[Exercise instructions]: In the items below, rename "fishing line" to "fishing cord" wherever it appears and write the lines out again with nothing else changed.

(Rows from a dataset)
---------------

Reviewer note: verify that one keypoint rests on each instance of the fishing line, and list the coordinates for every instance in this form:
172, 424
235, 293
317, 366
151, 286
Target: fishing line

---------------

[Written answer]:
Reviewer note: verify that one keypoint rests on each instance of the fishing cord, and list the coordinates for every instance in this form:
172, 424
235, 293
317, 366
151, 286
Target: fishing cord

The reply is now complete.